→ **Testo estratto**:
::::::::
Non usi i driver proprietari ati bensì quelli del kernel (i radeon, per intenderci)!

----------

## N|ghTm4r3

La configurazione è la stessa, almeno cn me nn da problemi... Prova nn ti costa nulla...

----------

## N|ghTm4r3

Prova a dare un occhiata qua: http://people.clarkson.edu/~dowem/files/xorg.conf.dualyworks c'è anke la configurazione x il secondo monitor

----------

## rakim

 *N|ghTm4r3 wrote:*   

> La configurazione è la stessa, almeno cn me nn da problemi... Prova nn ti costa nulla...

 

Forse non sono stato chiaro:

io volevo far funzionare la mia ati mobility radeon 9000 con i driver ati PROPRIETARI.

La configurazione che tu hai postato e quella a cui mi hai rimandato fa uso dei driver radeon, che sono quelli open!

Anche a me, con i driver open, l'accelerazione funziona ma non è al massimo delle prestazioni! Ecco perché vorrei mettere gli ati-drivers!

Ciaooo  :Wink: 

----------

## Josuke

hai provato a compilare il kernel senza drm (proprio senza) e ricompilare i nuovi ati-drivers?

----------

## Josuke

mi sono perso qualcosa? quand'è che sarebbe stato risolto??

----------

## rakim

 *Josuke wrote:*   

> hai provato a compilare il kernel senza drm (proprio senza) e ricompilare i nuovi ati-drivers?

 

 :Shocked:  Teoricamente non dovrebbe cambiare assolutamente nulla tra compilare il drm e non caricare il modulo e non metterlo proprio!

Fammi sapere!  :Wink: 

----------

## Josuke

veraemnte a me non è andato finchè non l'ho tolto dal kernel..una volta tolto dalkernel e ricompilato gli ati-drivers tutto è andato magicamente

----------

## die-hard

a me ora mi da uno strano messaggio di errore, ovvero non strano ma secondo me insolito,

dmesg mi dice ke devo riconpilare il kernel con gcc 3.4 poikè i driver ati li ho compilati con quest'ultimo. ke dite?
::::::::
→ **Materiale di partenza**:

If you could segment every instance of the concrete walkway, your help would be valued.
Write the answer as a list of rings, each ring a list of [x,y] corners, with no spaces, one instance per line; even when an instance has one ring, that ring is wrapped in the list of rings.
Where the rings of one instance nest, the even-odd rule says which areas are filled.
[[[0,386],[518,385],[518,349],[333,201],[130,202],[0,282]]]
::::::::
→ **Obiettivo**: Per favore, indica quale scheda grafica rakim vuole far funzionare con i driver ATI proprietari, secondo il testo estratto. L'elenco non serve per svolgere il compito.

→ **Risposta scritta**: La ATI Mobility Radeon 9000.